* _WHAT THE TASK ASKS_
Copy every line of the records below without any change, but leave the pictures out.

* _DATA FOR THIS TASK_
● ● ●

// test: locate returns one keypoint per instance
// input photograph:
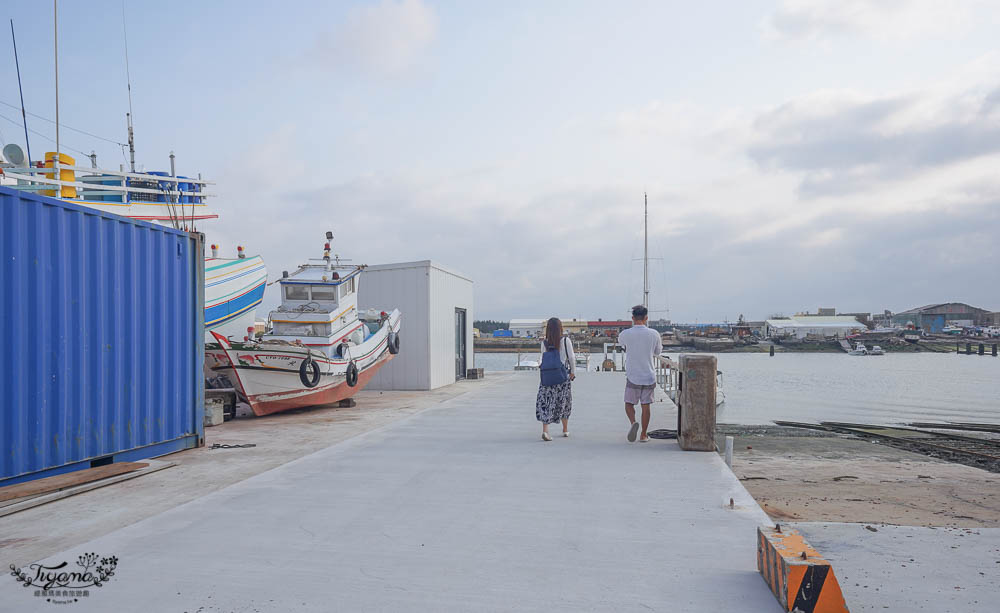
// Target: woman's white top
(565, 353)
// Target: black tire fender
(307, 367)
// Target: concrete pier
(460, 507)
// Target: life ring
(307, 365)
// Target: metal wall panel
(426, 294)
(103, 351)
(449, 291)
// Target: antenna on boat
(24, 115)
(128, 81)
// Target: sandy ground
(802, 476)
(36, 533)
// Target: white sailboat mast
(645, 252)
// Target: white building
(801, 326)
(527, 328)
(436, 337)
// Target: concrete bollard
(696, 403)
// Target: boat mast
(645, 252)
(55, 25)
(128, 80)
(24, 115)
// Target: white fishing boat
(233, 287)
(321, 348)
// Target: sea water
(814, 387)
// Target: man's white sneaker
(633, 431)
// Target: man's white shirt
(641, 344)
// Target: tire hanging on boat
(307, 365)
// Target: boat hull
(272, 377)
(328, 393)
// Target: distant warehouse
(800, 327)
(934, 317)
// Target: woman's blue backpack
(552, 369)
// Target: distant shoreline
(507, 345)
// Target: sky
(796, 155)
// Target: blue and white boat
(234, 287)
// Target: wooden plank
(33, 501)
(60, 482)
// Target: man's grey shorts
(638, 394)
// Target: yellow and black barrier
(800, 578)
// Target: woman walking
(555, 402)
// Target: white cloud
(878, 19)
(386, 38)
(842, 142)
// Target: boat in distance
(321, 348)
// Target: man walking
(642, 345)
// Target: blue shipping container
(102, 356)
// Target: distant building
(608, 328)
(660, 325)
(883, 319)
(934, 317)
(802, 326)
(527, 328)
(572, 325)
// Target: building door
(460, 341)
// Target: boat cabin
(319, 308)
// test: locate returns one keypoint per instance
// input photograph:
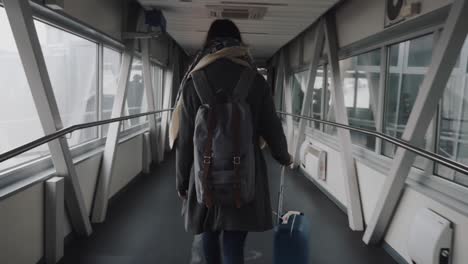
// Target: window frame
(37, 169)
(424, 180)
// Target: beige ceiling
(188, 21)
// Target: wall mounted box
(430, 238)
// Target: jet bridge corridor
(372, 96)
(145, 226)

● ● ●

* _TASK OUTPUT_
// test: locate returns one keypoint per instance
// input photograph:
// Target: woman's white top
(565, 353)
// Target: black tire fender
(307, 367)
// Target: concrete pier
(460, 507)
// Target: life ring
(307, 365)
// Target: metal wall panel
(426, 294)
(103, 351)
(449, 291)
// Target: antenna on boat
(24, 115)
(128, 81)
// Target: sandy ground
(802, 476)
(36, 533)
// Target: white sailboat mast
(645, 252)
// Target: white building
(801, 326)
(527, 328)
(436, 337)
// Target: concrete bollard
(696, 403)
// Target: boat mast
(645, 252)
(55, 25)
(128, 80)
(24, 115)
// Target: white fishing boat
(233, 287)
(321, 348)
// Target: sea water
(814, 387)
// Target: man's white sneaker
(633, 431)
// Target: man's white shirt
(641, 344)
// Target: tire hanging on boat
(307, 365)
// Target: boat hull
(272, 377)
(328, 393)
// Target: distant warehouse
(800, 327)
(934, 317)
// Target: woman's blue backpack
(552, 369)
// Target: distant shoreline
(507, 345)
// Target: sky
(796, 155)
// Target: blue and white boat
(234, 287)
// Target: wooden plank
(33, 501)
(60, 482)
// Target: man's grey shorts
(638, 394)
// Target: yellow and black barrier
(800, 578)
// Target: woman walking
(555, 402)
// Target: white cloud
(878, 19)
(386, 38)
(842, 142)
// Target: boat in distance
(321, 348)
// Target: man walking
(642, 345)
// Target: blue shipping container
(102, 356)
// Target: distant building
(608, 328)
(660, 325)
(883, 319)
(934, 317)
(802, 326)
(527, 328)
(572, 325)
// Target: building door
(460, 341)
// Target: boat cabin
(319, 308)
// test: locate returns one keypoint per instance
// input photograph:
// Target: window frame
(37, 169)
(424, 180)
// Target: beige ceiling
(188, 21)
// Target: wall mounted box
(430, 238)
// Target: jet bridge corridor
(372, 96)
(145, 226)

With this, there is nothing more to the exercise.